==== SOURCE INFORMATION ====

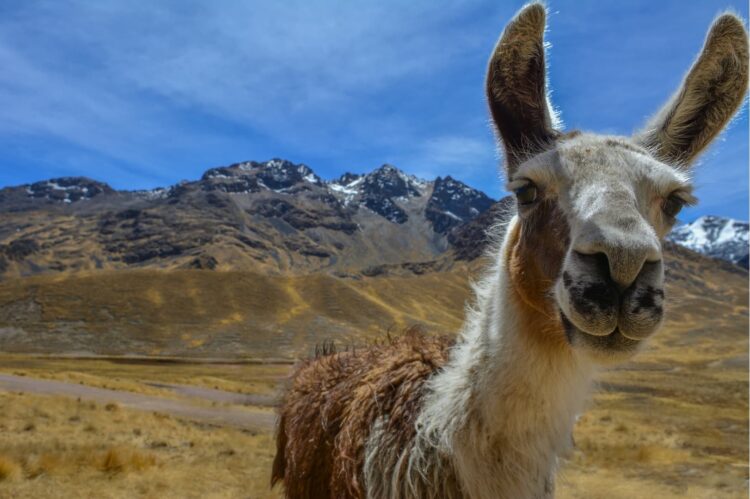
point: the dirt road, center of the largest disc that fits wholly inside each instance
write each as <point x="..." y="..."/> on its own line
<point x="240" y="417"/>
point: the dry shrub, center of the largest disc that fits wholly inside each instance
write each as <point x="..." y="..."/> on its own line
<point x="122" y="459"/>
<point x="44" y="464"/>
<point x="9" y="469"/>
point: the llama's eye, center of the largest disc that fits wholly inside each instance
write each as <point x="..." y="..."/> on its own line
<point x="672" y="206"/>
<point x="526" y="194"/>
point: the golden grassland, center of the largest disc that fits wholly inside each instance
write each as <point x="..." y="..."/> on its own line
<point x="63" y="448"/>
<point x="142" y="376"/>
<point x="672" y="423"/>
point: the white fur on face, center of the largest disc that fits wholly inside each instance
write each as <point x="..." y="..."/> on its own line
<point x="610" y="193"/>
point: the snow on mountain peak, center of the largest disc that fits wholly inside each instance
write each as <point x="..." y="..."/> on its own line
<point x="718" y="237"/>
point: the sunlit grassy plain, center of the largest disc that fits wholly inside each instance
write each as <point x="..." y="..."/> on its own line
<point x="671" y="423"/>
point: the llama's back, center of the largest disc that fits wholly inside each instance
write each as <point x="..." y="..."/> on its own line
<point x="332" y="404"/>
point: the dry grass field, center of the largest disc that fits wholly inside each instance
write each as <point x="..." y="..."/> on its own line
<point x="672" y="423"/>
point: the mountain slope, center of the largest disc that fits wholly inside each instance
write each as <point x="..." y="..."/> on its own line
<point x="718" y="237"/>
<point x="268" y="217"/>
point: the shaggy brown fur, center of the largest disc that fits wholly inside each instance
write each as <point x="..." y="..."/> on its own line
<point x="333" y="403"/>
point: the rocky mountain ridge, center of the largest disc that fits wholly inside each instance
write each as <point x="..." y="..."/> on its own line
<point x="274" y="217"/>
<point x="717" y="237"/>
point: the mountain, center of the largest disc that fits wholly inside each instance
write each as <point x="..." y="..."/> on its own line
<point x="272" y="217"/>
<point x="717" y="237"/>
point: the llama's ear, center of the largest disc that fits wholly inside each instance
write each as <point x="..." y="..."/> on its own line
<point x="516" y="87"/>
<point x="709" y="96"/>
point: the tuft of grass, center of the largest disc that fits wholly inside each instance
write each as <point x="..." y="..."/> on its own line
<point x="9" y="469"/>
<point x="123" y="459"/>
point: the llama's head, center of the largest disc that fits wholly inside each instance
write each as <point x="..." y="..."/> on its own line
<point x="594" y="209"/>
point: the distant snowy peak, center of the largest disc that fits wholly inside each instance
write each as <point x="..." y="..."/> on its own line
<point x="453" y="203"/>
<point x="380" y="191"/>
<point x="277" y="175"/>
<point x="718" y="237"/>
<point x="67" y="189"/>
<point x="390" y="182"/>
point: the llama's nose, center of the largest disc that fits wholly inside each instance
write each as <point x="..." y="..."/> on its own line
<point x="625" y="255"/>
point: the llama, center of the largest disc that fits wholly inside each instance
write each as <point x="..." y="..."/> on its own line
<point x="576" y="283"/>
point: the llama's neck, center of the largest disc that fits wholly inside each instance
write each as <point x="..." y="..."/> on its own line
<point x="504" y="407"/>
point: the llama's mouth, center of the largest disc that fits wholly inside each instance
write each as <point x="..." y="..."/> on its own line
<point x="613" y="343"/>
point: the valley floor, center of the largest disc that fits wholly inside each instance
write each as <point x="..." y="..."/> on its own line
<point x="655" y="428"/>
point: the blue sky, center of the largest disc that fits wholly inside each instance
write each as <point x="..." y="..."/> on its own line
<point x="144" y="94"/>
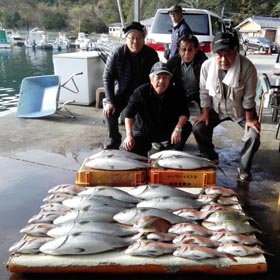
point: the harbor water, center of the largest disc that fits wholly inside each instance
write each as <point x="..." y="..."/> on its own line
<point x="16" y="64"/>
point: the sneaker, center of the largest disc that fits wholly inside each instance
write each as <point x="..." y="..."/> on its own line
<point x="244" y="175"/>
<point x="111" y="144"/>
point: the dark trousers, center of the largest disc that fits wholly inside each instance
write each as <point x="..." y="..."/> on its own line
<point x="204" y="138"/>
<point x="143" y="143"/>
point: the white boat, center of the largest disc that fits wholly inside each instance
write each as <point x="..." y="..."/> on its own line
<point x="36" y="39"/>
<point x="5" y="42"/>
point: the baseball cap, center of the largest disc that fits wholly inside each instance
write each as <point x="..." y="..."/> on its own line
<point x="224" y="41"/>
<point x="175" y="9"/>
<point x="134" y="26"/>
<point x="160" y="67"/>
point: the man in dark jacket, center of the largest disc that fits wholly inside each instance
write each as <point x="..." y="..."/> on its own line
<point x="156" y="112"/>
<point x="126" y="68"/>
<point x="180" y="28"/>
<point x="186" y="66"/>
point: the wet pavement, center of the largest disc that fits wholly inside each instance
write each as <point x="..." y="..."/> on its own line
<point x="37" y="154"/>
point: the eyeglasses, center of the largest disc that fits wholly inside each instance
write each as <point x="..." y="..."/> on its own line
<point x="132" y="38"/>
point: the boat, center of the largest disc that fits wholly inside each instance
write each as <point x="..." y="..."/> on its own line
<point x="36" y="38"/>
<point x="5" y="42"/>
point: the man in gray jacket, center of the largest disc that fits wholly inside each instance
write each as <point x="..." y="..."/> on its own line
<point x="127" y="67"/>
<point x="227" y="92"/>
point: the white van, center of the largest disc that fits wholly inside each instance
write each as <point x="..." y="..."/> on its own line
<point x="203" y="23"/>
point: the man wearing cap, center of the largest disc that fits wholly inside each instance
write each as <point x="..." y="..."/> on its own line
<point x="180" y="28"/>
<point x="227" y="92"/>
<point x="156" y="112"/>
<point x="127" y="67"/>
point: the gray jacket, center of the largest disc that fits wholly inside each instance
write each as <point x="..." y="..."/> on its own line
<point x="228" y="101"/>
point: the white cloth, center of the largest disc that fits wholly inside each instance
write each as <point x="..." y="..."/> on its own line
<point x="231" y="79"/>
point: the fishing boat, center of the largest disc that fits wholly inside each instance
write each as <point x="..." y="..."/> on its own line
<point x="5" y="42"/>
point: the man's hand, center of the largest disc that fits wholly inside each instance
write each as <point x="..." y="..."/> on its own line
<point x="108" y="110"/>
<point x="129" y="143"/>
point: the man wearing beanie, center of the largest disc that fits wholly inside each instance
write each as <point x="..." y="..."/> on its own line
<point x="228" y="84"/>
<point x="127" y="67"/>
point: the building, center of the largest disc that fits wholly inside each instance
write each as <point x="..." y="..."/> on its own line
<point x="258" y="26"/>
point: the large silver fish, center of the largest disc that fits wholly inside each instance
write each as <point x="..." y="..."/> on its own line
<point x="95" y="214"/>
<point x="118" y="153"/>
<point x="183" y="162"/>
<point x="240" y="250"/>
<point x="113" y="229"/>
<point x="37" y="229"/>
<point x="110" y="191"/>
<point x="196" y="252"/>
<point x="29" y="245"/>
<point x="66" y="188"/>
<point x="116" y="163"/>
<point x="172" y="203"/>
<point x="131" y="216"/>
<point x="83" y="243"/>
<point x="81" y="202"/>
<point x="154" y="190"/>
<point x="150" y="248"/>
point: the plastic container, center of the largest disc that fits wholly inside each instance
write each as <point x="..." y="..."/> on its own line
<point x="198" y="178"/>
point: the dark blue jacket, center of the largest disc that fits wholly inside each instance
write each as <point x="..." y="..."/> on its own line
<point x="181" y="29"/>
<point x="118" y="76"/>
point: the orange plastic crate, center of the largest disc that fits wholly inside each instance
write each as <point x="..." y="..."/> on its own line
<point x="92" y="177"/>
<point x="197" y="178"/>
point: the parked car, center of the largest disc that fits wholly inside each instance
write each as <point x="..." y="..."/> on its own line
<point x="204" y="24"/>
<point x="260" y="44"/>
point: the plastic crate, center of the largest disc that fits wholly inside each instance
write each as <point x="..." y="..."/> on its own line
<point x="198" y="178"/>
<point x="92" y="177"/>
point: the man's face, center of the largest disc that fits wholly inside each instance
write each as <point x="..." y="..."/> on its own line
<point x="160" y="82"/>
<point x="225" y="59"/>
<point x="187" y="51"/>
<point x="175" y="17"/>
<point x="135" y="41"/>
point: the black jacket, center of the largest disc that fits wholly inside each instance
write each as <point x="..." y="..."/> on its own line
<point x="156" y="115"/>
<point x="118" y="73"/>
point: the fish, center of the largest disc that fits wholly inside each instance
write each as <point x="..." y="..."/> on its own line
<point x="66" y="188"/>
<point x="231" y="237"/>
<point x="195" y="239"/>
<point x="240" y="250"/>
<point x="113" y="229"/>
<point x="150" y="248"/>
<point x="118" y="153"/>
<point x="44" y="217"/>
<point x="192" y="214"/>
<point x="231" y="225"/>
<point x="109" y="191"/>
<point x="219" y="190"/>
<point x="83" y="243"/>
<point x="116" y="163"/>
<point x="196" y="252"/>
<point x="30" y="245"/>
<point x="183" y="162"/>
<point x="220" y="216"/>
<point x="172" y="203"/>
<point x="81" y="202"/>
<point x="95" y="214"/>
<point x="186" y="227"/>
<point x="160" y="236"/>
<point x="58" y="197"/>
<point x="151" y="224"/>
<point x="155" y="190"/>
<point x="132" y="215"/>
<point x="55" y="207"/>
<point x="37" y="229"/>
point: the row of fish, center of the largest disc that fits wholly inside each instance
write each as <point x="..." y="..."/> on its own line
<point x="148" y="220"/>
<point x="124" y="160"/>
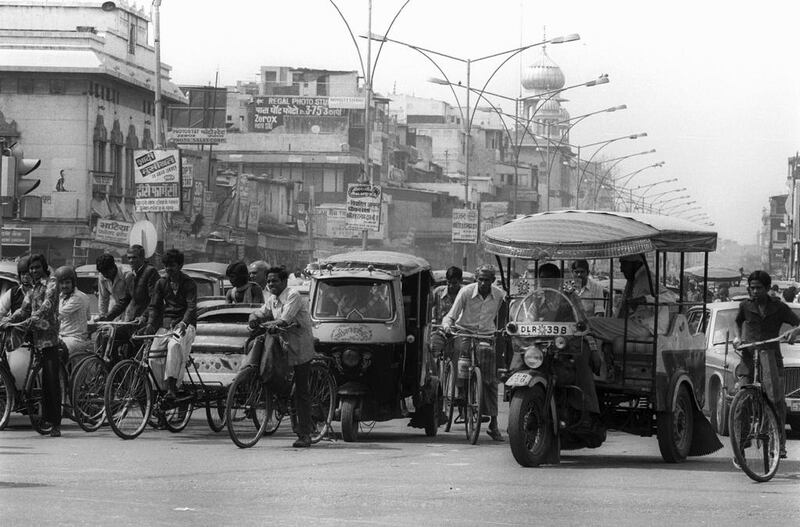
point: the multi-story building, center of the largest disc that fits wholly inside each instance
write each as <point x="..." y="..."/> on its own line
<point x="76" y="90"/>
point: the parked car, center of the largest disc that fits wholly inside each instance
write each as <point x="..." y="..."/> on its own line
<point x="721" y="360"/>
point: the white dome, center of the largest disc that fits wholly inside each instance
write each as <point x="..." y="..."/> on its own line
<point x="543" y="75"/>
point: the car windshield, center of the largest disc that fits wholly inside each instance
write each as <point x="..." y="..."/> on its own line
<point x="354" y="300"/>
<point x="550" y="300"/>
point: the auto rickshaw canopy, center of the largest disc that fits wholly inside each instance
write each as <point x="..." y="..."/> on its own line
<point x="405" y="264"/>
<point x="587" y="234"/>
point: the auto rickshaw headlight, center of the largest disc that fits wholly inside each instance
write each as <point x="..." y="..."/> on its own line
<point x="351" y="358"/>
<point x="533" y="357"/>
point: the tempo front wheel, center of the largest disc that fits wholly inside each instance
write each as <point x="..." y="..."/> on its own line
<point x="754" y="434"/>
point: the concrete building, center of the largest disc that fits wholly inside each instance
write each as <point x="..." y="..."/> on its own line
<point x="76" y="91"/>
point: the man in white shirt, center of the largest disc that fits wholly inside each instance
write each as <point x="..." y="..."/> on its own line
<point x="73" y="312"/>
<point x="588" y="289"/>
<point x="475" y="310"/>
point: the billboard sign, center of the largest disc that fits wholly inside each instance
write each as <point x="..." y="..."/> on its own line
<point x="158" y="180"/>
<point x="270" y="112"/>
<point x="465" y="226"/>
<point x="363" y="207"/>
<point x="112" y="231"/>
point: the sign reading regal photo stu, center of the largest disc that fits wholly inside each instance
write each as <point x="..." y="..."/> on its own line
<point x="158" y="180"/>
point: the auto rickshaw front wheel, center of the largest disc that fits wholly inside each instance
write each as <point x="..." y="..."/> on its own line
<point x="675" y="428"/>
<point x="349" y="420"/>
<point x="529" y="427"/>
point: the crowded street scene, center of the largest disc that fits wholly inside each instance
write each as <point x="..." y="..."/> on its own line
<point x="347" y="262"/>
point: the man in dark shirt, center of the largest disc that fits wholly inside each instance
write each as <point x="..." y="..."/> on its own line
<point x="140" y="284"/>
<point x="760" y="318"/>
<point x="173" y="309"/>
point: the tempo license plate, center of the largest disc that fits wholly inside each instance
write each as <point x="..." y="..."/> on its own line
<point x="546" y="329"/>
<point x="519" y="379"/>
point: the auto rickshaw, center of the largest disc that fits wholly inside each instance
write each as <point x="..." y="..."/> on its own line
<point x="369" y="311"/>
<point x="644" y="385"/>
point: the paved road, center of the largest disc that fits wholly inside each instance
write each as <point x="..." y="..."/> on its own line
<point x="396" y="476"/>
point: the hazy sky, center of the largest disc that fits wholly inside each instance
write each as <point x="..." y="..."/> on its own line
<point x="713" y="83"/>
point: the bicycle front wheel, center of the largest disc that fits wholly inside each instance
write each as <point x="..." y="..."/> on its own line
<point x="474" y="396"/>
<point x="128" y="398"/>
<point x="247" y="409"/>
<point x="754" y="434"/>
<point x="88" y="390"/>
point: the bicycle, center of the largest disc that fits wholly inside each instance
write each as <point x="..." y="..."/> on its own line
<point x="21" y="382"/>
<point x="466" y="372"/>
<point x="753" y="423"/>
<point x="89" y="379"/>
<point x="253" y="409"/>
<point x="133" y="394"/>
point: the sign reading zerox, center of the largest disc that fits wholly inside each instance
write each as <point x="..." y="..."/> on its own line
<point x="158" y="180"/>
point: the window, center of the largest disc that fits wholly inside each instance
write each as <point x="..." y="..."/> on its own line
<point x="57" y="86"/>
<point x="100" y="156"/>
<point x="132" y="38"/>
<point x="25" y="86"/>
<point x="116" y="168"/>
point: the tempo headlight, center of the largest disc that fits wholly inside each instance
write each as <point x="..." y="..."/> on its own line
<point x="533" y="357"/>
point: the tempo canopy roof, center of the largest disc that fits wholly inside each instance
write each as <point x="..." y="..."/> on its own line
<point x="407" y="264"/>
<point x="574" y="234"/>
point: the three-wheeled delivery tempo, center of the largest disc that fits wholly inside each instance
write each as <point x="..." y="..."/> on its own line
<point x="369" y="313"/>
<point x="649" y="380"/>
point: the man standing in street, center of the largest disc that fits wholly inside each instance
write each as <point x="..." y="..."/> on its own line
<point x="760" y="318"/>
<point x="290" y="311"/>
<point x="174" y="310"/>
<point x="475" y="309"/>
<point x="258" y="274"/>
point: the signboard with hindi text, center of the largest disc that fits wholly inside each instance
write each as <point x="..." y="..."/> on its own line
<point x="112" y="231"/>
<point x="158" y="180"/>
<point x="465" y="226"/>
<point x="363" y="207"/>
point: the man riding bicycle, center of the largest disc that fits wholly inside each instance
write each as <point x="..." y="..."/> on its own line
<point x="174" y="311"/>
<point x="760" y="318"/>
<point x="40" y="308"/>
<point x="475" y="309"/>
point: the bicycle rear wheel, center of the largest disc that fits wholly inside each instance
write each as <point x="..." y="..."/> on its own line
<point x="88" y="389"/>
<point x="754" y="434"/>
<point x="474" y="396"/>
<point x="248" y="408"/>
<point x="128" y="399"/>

====

ABOUT THIS EXERCISE = Copy out, word for word, the part of the entries above that begins at the line with "point: the llama's back, center" and ends at the line with "point: the dry grass", including both.

EXPECTED ANSWER =
point: the llama's back, center of the largest disc that fits wholly inside each instance
write each as <point x="..." y="..."/> on its own line
<point x="332" y="404"/>
point: the dry grass field, center of the largest disc that fits wholly inside each instance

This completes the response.